▸ DOCUMENT EXTRACT:
Fifteen years ago yesterday, on August 9, 2002, my mother, Sylvia McNair, died in the very early hours of the morning. This photo is one that my dear friend the novelist Eric Charles May had enlarged and framed for me after that loss. We are in the Hilton Hotel, drinking with our buddies after a Columbia College Chicago Fiction Writing Department Story Week event. The picture must have been taken in 2000. She was not yet sick (or rather, that is what we believed at the time.)
I never thought I looked like my mother. I thought I look like my dad. I do. But clearly, evidently, proof right here, I look like my mother as well.
I have given her my first finished, at the time not yet published, short story post MFA to read (later placed as the incendiary first story of my collection, The Temple of Air.) We are talking about stories in The New Yorker for some reason. She says: “New Yorker stories are slice of life stories. Your stories are like New Yorker stories.” Well, well. I’ll take that! She goes on: “I never really liked New Yorker stories.” Oh.
Another time we are working on a travel piece together. It is about a trip we took on a river boat along the St. Lawrence River. “You write the opening. You are a better writer than I am.”
That last day before her last night, she had been in a sort of sleeping coma for part of a week. She woke up and I sat close to her on the hospital bed we had rented for her living room so she could look out her wide French doors over her plant-filled balcony to the tall, tall trees in the courtyard of her building. She was tired, exhausted from trying to stay alive when it was hard to breathe, when she could no longer stand, when food would not stay down. She was ready for whatever would come next. “I’m proud of you,” she said. “Me, too,” I said. “Me too, you too.”

(Data excerpts)
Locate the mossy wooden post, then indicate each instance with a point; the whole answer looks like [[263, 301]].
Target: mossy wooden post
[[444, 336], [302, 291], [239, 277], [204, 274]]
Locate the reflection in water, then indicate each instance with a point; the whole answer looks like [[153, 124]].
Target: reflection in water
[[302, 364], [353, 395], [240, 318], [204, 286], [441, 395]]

▸ CHECK YOUR UNDERSTANDING:
1. Transcribe the stretch of the piece about Sylvia McNair from "Fifteen years ago" through "at the time.)" word for word.
2. In the piece about Sylvia McNair, what river did the river boat trip follow?

▸ EXPECTED RESULTS:
1.
Fifteen years ago yesterday, on August 9, 2002, my mother, Sylvia McNair, died in the very early hours of the morning. This photo is one that my dear friend the novelist Eric Charles May had enlarged and framed for me after that loss. We are in the Hilton Hotel, drinking with our buddies after a Columbia College Chicago Fiction Writing Department Story Week event. The picture must have been taken in 2000. She was not yet sick (or rather, that is what we believed at the time.)

2. The St. Lawrence River.